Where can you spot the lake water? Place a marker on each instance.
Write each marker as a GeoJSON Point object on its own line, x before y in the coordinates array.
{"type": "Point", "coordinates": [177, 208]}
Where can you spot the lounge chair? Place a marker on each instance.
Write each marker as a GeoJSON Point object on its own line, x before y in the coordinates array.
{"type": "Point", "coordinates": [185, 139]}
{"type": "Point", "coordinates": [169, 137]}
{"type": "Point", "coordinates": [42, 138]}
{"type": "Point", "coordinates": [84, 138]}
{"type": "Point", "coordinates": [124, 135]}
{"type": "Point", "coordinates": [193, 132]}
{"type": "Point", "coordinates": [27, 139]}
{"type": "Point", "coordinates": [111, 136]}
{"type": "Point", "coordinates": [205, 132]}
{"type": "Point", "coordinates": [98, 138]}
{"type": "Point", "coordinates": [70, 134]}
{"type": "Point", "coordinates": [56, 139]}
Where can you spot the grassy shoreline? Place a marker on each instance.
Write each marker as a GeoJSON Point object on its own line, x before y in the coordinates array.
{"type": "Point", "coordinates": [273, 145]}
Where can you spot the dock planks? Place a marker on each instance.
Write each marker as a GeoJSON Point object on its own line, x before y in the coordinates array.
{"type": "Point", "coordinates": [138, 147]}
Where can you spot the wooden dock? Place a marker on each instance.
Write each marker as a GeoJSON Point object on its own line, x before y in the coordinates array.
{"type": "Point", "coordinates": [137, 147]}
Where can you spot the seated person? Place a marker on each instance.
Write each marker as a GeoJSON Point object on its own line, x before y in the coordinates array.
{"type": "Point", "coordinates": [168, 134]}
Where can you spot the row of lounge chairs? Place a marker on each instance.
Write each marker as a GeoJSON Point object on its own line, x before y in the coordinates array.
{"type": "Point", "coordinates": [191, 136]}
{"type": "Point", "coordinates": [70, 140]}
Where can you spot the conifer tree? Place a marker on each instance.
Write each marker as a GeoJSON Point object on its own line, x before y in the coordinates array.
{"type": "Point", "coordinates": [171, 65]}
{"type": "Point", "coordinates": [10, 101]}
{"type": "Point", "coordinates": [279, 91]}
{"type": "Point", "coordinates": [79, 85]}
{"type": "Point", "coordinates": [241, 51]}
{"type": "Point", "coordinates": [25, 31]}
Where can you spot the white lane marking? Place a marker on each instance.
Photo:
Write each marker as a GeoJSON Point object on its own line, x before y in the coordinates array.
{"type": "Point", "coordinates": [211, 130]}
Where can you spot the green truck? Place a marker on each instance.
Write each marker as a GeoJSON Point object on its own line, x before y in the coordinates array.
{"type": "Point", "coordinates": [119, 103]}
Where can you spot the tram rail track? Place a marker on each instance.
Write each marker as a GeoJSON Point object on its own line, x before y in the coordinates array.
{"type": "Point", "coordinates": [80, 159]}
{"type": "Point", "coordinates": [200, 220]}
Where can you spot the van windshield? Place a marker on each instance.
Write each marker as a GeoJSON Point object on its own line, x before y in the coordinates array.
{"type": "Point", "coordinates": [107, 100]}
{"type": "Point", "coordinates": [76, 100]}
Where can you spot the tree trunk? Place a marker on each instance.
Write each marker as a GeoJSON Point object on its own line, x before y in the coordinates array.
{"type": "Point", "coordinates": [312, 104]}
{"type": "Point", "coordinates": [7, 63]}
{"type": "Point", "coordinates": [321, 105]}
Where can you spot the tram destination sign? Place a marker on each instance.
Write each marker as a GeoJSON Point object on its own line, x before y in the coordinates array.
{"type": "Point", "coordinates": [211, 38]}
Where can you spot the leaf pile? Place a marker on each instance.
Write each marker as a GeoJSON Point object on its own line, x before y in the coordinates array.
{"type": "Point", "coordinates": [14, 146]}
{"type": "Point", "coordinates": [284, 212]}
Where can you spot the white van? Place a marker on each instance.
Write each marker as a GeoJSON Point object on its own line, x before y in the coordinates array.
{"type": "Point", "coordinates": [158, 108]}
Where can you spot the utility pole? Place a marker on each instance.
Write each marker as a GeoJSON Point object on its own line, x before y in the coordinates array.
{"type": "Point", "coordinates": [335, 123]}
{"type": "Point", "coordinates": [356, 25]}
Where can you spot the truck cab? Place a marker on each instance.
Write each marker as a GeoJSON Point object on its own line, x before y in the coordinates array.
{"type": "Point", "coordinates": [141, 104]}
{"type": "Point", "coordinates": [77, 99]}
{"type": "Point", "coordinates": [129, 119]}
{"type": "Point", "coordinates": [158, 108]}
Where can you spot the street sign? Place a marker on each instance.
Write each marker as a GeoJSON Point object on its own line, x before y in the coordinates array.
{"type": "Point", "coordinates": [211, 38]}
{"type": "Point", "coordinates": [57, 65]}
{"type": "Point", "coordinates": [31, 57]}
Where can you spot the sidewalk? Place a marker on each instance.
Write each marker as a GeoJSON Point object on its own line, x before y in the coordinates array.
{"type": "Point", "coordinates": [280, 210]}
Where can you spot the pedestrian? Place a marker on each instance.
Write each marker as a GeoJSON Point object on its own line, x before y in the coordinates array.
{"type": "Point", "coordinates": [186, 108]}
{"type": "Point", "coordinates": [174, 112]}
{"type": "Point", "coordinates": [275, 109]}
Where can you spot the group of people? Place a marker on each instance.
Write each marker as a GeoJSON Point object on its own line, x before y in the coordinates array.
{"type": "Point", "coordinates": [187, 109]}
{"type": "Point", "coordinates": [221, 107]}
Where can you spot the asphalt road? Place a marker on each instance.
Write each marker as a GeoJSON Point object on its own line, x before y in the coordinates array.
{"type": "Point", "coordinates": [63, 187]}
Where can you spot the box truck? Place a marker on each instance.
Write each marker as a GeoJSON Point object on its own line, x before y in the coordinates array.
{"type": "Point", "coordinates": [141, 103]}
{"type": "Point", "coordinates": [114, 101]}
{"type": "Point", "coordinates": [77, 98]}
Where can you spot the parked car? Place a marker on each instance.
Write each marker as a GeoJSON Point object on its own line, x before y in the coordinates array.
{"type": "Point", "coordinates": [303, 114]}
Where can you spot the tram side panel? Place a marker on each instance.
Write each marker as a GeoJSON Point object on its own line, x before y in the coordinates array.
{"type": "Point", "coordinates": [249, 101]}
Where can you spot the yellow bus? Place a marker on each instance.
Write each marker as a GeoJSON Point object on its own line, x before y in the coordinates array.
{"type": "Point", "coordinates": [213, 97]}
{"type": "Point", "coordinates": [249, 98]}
================
* _WHAT YOU SHOULD DO_
Format the lines of the listing as a JSON list of strings, one string per line and blank lines left out, starting with the line that contains "Where can you spot the tram side" and going on through the end of the listing.

* _WRITTEN ANSWER_
[
  "Where can you spot the tram side panel? Place a marker on each instance.",
  "Write each marker as a GeoJSON Point object on its own line, x before y in the coordinates array.",
  "{\"type\": \"Point\", \"coordinates\": [249, 101]}",
  "Where can you spot the yellow bus? Place a marker on each instance.",
  "Write each marker as a GeoJSON Point object on its own line, x before y in the coordinates array.",
  "{\"type\": \"Point\", \"coordinates\": [213, 97]}",
  "{\"type\": \"Point\", \"coordinates\": [249, 98]}"
]